> Texte:
28 sep 11:47

Le robot sexuel, le viol et la pédophilie

Pour les étudiants en

L3

Un article de Xavier Labbée, professeur à l’université Lille 2 Droit et Santé, directeur du master "patrimoine culturel" au centre universitaire de Cambrai (Lille 2) et avocat au barreau de Lille

Le commerce des robots sexuels est-il respectueux de la dignité humaine ?

Il y a quelques années, la société Truecompanion a présenté à Las Vegas aux États-Unis le robot sexuel Roxxy, « 1,73 m, 54 kg, bonnet 95 C, capable de connaître les goûts de son partenaire et capable de discerner ce qui lui fait plaisir sexuellement ou non » (« Roxxxy – Poupée Robot Sexuel – True Companion », www.robotblog.fr, janv. 2010). Ce serait un « miracle d’intelligence artificielle » alors même que Georges Brassens affirmait que « pour l’amour on ne demande pas aux filles d’avoir inventé la poudre ».

> Consignes et exigences: Poursuivez l'article sur les robots sexuels à partir de sa dernière phrase. Vous n'aurez pas besoin des lignes qui viennent ensuite.

> Lignes fournies:
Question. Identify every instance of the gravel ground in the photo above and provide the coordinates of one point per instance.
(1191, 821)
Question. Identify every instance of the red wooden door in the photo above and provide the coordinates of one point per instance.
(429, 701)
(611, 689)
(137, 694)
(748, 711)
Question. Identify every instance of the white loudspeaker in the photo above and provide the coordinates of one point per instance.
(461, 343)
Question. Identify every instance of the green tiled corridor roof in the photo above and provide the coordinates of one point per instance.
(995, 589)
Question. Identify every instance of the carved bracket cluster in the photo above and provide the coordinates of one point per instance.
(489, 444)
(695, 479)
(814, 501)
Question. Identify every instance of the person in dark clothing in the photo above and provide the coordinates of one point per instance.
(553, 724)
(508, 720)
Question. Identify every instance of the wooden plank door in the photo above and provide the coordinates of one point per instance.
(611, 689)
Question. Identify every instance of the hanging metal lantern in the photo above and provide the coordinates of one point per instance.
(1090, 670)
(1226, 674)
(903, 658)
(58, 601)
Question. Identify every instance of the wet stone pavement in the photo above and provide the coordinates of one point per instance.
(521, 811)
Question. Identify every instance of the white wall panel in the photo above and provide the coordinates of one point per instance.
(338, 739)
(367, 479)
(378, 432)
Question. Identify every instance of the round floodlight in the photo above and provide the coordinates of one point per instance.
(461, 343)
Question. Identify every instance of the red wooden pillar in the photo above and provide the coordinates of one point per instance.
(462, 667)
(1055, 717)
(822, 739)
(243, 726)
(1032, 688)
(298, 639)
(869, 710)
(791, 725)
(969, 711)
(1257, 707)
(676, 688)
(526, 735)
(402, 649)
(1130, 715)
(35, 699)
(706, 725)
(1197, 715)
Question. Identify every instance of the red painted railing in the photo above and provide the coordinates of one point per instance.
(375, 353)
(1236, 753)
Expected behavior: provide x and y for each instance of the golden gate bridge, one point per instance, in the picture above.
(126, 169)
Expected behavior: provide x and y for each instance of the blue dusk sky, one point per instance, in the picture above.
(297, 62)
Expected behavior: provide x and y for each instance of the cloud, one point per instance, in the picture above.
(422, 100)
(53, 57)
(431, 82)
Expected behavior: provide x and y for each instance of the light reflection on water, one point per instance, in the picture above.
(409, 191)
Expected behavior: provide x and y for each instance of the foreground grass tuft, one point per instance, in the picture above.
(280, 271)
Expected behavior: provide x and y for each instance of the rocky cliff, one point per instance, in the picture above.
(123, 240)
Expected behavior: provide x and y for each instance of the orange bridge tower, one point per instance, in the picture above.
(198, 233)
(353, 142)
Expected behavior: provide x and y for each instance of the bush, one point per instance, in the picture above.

> Réponse ci-dessous:
Sur le plan esthétique, l’amateur peut être déçu. La physionomie de Roxxxy évoquerait celle d’une « Adjani défraîchie » (Berry. P, « Le robot sexuel pas prêt de remplacer les filles », www.20minutes.fr, 11 janv. 2010). Et les femmes robots japonaises semblent beaucoup plus belles. Mais sur le plan des performances, c’est autre chose. Roxxxy peut « avoir des orgasmes ». Son créateur l’affirme sans rire aux journalistes : « c’est une vraie compagne. Elle a une personnalité. Elle vous entend et vous écoute. Elle parle. Elle sent quand on la touche. Elle dort. Bref on a essayé de reproduire tous les traits d’une personnalité humaine ». Roxxxy est d'ailleurs vendue sous différentes versions : on peut choisir Roxxxy-Wendy « au caractère aventureux et extraverti », Roxxxy Frigid Farrah « au caractère réservé et timide », Roxxxy Martha « au charme matriarcal », Roxxxy Susa « la dominatrice » (« Roxxxy, un sex-toy de luxe », www.20minutes.fr d’après AFP, 11 janv. 2010). Et en plus, elle ne coûterait que 6 300 €. C’est peu : au vu du tarif moyen des prostituées, le robot peut-être vite amorti. Parlera-t-on de concurrence déloyale ? Verra-t-on poindre une class action menée par l’association des escort-girls ?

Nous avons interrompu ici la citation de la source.